§ **Problem requirements**
Please copy out the whole text about the Delta County Mosquito Control District word for word.

§ **Text shown**
....................

The Delta County Mosquito Control District #1 is one of the many public services provided by Delta County. This organization has a five-member governing Board, a mosquito control manager, and 12 fulltime workers during the spring and summer months.
The sole purpose of our organization is to control the mosquito populations within District #1. We strive to do that by using a variety of mosquito control methods that are effective for vector control yet provide minimal risk to residents and to the environment.
Mosquitoes are among the most common insect pests of people and livestock. The presence of large numbers will influence the physical and mental well being of people, and can reduce recreational activities that may result in a loss of tourist income. Large mosquito populations in rural areas affect the health of livestock, often resulting in severe economic impact. Perhaps the most important reason for effective mosquito control is to reduce the spread of mosquito-borne pathogens, including West Nile virus and various encephalitis viruses.
Because all mosquitoes require water in their first stages of development, the reduction or elimination of mosquito breeding sites is the most effective way to reduce mosquito populations because it permanently reduces or removes the source of mosquito production. Consequently, our primary focus is to identify and treat the areas where mosquito larvae thrive.
Homeowners can eliminate breeding sites on their properties by eliminating standing and stagnant water. The following practices have proven to be effective in reducing mosquito populations:
1. Empty, remove, cover or turn upside-down any receptacle that can hold water--particularly old bottles, tin cans, and old tires.
2. Empty small toddler-size wading pools weekly and make sure your swimming pool is cared for properly.
3. Change water in birdbaths weekly. Empty pets' water pans daily.
4. Clean clogged roof gutters.
Individuals can also use personal repellents or area repellents for limited areas, such as patios and gardens. Neither electric "zappers" (ultraviolet) nor "buzzers"? (sonic) have been found to significantly reduce biting to humans.
The Board meets on the second Monday of each month, and holds special meetings when necessary. Meetings are held at the Mosquito District Building located at 1558 H50 Road in Delta. The meetings start at 7 p.m.

....................

§ **Information shown**
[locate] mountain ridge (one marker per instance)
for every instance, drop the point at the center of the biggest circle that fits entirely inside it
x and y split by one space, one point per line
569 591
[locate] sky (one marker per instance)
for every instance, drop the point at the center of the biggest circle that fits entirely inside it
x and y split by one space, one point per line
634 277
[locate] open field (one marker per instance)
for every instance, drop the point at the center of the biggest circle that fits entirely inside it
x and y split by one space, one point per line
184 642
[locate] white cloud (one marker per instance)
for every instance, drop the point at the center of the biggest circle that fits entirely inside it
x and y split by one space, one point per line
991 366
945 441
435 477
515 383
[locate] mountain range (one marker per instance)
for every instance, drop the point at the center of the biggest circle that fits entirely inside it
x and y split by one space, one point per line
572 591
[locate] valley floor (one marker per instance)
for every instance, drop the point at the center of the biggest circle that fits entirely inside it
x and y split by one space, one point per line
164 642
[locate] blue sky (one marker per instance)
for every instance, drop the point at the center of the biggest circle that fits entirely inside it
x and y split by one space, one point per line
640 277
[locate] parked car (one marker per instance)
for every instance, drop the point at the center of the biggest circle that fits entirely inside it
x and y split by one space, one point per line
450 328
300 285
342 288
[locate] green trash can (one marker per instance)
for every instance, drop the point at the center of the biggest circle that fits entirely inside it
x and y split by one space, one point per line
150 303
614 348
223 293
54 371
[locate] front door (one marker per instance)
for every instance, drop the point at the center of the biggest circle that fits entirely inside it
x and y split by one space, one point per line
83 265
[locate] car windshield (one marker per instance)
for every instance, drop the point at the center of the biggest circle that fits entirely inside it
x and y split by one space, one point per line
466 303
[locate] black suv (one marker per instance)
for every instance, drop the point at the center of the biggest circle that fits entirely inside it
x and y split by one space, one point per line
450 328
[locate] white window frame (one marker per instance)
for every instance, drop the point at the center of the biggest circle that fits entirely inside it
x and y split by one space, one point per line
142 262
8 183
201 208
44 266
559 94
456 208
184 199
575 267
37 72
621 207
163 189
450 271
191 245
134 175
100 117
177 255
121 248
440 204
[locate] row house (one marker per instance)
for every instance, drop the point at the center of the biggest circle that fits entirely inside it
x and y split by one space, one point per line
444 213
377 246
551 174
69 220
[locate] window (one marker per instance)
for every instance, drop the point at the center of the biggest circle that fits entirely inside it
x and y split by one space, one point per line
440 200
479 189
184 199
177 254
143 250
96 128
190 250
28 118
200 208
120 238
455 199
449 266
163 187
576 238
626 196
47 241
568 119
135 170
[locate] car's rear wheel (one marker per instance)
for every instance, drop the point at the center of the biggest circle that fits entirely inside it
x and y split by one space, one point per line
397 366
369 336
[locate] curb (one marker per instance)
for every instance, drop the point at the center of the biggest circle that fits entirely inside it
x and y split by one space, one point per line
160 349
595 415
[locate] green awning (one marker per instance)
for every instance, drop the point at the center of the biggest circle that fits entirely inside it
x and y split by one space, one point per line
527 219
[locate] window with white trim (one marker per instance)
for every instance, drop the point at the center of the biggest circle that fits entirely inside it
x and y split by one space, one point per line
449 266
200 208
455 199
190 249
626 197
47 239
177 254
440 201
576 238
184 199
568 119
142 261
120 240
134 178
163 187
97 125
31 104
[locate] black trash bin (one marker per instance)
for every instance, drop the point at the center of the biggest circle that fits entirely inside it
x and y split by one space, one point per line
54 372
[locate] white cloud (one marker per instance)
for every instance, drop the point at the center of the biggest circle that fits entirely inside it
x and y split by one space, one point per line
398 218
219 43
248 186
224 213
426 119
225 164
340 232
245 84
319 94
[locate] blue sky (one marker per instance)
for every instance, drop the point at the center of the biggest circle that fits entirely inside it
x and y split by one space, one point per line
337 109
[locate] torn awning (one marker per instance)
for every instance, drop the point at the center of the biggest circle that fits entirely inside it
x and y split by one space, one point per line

....................

§ **Solved exercise**
The Delta County Mosquito Control District #1 is one of the many public services provided by Delta County. This organization has a five-member governing Board, a mosquito control manager, and 12 fulltime workers during the spring and summer months.
The sole purpose of our organization is to control the mosquito populations within District #1. We strive to do that by using a variety of mosquito control methods that are effective for vector control yet provide minimal risk to residents and to the environment.
Mosquitoes are among the most common insect pests of people and livestock. The presence of large numbers will influence the physical and mental well being of people, and can reduce recreational activities that may result in a loss of tourist income. Large mosquito populations in rural areas affect the health of livestock, often resulting in severe economic impact. Perhaps the most important reason for effective mosquito control is to reduce the spread of mosquito-borne pathogens, including West Nile virus and various encephalitis viruses.
Because all mosquitoes require water in their first stages of development, the reduction or elimination of mosquito breeding sites is the most effective way to reduce mosquito populations because it permanently reduces or removes the source of mosquito production. Consequently, our primary focus is to identify and treat the areas where mosquito larvae thrive.
Homeowners can eliminate breeding sites on their properties by eliminating standing and stagnant water. The following practices have proven to be effective in reducing mosquito populations:
1. Empty, remove, cover or turn upside-down any receptacle that can hold water--particularly old bottles, tin cans, and old tires.
2. Empty small toddler-size wading pools weekly and make sure your swimming pool is cared for properly.
3. Change water in birdbaths weekly. Empty pets' water pans daily.
4. Clean clogged roof gutters.
Individuals can also use personal repellents or area repellents for limited areas, such as patios and gardens. Neither electric "zappers" (ultraviolet) nor "buzzers"? (sonic) have been found to significantly reduce biting to humans.
The Board meets on the second Monday of each month, and holds special meetings when necessary. Meetings are held at the Mosquito District Building located at 1558 H50 Road in Delta. The meetings start at 7 p.m.